— START EXERCISE DATA —

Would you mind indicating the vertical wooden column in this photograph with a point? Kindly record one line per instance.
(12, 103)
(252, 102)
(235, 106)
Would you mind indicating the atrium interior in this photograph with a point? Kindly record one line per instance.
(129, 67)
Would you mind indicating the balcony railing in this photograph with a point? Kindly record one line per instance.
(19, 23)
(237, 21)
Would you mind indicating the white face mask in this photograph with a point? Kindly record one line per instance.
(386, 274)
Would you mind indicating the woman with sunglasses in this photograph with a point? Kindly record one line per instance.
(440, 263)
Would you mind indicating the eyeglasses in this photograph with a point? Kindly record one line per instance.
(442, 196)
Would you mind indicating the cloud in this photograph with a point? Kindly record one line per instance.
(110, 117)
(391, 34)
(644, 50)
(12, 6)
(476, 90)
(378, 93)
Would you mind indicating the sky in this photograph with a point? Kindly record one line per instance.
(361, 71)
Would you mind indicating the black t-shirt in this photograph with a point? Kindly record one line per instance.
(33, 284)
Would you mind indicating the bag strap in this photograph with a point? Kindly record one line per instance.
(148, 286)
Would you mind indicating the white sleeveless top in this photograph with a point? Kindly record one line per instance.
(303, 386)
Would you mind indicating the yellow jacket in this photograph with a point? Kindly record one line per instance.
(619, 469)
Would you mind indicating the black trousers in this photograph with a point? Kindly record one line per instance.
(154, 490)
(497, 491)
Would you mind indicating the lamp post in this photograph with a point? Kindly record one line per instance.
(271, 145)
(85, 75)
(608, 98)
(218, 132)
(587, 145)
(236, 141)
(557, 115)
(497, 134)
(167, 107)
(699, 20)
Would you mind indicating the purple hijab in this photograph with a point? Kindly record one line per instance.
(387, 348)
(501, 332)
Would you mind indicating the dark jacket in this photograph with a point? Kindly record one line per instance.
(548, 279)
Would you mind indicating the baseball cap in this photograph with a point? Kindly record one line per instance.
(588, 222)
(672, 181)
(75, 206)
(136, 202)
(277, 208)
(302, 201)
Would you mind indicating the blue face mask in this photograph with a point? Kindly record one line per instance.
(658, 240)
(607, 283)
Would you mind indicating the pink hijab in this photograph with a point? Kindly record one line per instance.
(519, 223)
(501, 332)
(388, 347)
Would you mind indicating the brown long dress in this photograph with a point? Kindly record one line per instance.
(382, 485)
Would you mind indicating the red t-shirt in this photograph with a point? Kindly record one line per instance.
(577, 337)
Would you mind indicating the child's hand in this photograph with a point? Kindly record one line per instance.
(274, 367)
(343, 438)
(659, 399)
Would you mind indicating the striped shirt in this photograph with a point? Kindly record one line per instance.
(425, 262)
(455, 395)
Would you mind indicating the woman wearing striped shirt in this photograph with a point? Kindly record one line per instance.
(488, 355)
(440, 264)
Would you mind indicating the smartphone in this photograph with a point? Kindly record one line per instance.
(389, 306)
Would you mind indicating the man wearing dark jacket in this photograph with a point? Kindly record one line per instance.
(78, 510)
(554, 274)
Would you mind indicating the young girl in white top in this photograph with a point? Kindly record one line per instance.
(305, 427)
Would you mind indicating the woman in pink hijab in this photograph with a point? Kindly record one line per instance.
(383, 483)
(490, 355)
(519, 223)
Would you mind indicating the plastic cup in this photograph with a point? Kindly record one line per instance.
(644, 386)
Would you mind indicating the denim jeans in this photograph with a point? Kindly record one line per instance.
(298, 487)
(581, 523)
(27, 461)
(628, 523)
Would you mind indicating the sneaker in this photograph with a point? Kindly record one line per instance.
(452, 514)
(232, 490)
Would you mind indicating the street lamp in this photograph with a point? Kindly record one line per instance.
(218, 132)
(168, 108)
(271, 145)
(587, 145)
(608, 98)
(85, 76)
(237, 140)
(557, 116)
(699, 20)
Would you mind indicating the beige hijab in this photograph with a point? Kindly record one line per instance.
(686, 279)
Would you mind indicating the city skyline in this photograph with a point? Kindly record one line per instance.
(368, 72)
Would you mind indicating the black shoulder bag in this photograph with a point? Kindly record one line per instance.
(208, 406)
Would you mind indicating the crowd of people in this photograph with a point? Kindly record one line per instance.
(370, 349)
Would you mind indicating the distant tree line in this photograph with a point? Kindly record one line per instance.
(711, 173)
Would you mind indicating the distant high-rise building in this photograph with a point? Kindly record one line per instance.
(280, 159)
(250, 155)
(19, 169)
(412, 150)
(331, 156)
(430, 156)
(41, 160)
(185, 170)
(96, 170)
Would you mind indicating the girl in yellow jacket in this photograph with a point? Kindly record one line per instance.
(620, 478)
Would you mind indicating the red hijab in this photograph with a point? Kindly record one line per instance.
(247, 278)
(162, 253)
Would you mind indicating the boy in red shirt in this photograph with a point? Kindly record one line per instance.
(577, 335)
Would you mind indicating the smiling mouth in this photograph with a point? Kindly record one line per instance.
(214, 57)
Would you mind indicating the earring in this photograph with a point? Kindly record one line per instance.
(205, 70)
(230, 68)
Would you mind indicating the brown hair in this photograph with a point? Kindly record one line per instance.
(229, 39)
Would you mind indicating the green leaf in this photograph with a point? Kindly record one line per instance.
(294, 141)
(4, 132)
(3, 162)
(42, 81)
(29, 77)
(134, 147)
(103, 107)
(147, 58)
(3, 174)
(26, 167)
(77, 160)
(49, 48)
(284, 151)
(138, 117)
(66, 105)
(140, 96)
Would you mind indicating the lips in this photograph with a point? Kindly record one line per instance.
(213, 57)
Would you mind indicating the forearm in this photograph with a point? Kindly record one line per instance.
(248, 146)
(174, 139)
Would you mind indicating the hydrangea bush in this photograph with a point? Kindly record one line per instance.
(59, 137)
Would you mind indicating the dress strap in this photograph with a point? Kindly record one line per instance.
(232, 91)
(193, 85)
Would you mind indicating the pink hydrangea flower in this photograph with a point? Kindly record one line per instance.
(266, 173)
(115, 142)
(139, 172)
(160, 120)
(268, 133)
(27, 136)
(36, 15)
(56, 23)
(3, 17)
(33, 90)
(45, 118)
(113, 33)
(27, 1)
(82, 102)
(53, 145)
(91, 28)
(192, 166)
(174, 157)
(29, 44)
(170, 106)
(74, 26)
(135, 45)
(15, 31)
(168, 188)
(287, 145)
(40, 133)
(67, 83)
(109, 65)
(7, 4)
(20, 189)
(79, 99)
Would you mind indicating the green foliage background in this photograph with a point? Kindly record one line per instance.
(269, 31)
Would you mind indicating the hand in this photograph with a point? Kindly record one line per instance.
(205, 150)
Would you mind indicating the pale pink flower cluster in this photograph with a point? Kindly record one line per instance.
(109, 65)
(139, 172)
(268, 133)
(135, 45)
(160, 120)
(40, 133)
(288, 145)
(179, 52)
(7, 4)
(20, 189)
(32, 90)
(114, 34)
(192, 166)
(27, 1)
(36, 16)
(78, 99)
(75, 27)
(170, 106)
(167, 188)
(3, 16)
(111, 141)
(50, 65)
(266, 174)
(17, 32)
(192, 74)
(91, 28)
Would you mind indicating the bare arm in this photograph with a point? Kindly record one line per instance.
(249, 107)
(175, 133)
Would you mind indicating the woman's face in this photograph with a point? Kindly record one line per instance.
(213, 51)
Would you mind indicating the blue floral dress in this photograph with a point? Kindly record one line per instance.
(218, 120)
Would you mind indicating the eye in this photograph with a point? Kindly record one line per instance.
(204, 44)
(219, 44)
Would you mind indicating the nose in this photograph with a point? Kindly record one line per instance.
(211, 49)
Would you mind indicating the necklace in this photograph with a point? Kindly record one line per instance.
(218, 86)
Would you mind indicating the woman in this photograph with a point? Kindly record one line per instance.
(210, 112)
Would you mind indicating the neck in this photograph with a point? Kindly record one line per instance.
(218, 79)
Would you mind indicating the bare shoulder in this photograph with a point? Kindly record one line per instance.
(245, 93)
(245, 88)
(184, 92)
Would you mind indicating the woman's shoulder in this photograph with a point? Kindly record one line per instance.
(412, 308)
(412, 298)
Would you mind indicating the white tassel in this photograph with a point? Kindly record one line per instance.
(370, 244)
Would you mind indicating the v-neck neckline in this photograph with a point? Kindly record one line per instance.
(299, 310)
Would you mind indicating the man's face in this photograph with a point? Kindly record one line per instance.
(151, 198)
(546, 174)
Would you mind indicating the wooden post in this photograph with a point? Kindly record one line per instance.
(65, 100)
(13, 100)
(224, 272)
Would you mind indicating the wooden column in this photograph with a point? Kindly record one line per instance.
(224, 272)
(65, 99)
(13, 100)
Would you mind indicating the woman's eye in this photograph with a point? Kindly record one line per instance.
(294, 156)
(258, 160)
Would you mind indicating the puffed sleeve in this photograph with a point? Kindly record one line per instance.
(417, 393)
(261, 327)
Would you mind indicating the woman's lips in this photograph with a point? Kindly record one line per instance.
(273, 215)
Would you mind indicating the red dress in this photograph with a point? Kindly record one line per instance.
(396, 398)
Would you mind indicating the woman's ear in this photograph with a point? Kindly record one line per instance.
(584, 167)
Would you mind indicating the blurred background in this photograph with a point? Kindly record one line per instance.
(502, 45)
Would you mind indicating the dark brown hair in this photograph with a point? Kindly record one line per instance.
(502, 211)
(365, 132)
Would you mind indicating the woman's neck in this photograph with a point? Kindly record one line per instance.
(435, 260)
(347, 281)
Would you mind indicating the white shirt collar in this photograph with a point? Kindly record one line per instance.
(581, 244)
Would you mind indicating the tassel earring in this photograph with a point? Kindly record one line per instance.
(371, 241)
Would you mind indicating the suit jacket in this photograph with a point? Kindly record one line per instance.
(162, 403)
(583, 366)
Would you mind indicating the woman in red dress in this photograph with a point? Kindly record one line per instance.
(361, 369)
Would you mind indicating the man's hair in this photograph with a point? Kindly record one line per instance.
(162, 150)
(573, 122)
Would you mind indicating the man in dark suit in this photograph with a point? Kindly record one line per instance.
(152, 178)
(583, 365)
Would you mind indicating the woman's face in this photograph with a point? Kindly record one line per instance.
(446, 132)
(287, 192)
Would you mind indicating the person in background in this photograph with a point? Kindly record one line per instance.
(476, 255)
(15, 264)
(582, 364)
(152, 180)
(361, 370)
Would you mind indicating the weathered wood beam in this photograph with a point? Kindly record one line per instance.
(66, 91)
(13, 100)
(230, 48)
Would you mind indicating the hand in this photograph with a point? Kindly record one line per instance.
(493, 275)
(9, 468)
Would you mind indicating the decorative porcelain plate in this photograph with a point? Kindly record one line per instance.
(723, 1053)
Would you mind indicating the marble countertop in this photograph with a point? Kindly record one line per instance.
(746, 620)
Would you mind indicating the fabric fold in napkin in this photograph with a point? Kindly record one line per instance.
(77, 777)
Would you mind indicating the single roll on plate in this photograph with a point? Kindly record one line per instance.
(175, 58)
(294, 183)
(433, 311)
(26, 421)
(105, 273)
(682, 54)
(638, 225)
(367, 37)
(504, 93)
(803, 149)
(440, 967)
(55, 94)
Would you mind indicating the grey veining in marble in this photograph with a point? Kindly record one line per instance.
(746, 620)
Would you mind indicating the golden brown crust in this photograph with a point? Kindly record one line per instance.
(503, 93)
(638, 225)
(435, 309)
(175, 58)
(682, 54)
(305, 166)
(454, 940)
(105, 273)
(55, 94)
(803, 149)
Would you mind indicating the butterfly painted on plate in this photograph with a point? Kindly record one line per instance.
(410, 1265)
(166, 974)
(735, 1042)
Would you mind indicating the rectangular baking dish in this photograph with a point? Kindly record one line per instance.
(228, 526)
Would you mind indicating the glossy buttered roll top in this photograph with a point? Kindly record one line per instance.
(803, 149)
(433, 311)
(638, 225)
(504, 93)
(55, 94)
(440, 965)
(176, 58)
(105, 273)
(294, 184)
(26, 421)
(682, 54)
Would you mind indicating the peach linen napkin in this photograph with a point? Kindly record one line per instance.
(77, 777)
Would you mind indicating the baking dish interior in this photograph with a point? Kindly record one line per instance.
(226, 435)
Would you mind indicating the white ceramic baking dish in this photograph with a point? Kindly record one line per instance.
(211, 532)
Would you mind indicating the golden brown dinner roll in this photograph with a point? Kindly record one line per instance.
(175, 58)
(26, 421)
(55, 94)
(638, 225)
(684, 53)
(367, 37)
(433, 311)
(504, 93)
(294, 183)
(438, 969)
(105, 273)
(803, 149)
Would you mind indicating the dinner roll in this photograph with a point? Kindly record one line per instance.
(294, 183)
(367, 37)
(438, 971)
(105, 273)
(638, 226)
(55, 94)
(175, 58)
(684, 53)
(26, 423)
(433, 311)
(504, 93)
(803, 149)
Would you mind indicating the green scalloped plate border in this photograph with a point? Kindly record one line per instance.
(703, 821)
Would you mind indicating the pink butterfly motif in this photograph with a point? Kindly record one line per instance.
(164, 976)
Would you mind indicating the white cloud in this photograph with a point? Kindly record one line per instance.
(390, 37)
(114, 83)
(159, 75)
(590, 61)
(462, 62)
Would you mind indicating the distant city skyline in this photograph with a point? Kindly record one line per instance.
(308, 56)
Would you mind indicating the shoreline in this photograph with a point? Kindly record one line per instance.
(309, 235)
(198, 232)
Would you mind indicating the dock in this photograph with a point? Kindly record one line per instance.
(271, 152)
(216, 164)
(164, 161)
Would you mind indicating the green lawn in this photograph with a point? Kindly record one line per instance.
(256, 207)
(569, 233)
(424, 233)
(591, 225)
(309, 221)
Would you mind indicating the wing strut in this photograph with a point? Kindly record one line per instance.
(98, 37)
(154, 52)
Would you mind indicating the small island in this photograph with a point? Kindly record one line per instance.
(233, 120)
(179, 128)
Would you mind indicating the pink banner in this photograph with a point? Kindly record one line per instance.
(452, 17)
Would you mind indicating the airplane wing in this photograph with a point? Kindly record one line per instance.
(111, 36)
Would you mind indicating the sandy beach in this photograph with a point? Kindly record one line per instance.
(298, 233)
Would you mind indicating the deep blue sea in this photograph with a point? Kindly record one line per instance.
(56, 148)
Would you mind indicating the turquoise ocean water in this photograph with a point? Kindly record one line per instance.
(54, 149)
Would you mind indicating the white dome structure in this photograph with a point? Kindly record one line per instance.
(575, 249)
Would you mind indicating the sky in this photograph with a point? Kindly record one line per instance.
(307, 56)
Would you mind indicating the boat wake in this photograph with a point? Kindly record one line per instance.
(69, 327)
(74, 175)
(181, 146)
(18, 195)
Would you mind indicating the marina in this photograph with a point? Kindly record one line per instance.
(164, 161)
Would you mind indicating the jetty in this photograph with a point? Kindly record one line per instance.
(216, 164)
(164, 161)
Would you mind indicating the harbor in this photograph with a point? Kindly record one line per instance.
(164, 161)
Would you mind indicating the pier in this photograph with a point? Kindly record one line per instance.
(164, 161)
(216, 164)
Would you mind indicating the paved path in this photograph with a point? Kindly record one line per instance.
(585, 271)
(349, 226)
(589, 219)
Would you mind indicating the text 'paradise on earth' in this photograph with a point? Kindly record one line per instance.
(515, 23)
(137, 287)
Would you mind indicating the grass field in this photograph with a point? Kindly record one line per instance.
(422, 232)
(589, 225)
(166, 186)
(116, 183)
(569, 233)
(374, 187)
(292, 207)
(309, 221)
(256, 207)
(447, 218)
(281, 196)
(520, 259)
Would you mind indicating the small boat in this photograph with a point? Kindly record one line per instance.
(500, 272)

— END EXERCISE DATA —

EXERCISE DETAILS >>
Set down nothing but the lines from the one with "Would you mind indicating the sandy" through the end of the records, keeping each line exactly as written and including both ends.

FINISHED ANSWER >>
Would you mind indicating the sandy beach in this photograph with a point? Kindly record one line per instance.
(298, 233)
Would you mind indicating the deep blue sea in this photograph with a point? Kindly record one line per instance.
(56, 148)
Would you mind indicating the turquoise ocean water in this photograph with a point? Kindly record one line per instance.
(54, 149)
Would you mind indicating the white dome structure in this photograph with a point? Kindly record one line per instance.
(575, 249)
Would you mind indicating the sky in this photograph with a point? Kindly record one line per instance.
(307, 56)
Would you mind indicating the boat wake in this photograph with a point? Kindly record one line per instance.
(69, 327)
(74, 175)
(181, 146)
(18, 195)
Would you mind indicating the marina in this photograph with a point? Kindly record one line per instance.
(164, 161)
Would you mind indicating the jetty in this photograph with a point? Kindly record one line per instance.
(216, 164)
(164, 161)
Would you mind indicating the harbor in this photograph with a point? Kindly record one line per instance.
(164, 161)
Would you mind indicating the pier in this photograph with a point? Kindly record one line per instance.
(164, 161)
(216, 164)
Would you mind indicating the paved path in this photograph with a point? Kindly record one line per instance.
(585, 271)
(349, 226)
(589, 219)
Would you mind indicating the text 'paradise on earth' in this photograph with a point? Kindly record one line per instance.
(515, 23)
(137, 287)
Would you mind indicating the grass field in this photograph with a point? Kindly record one line per instance.
(422, 232)
(589, 225)
(166, 186)
(116, 183)
(569, 233)
(374, 187)
(292, 207)
(309, 221)
(256, 207)
(447, 218)
(281, 196)
(520, 259)
Would you mind indicating the small boat in this photograph with a point? Kindly record one line per instance.
(500, 272)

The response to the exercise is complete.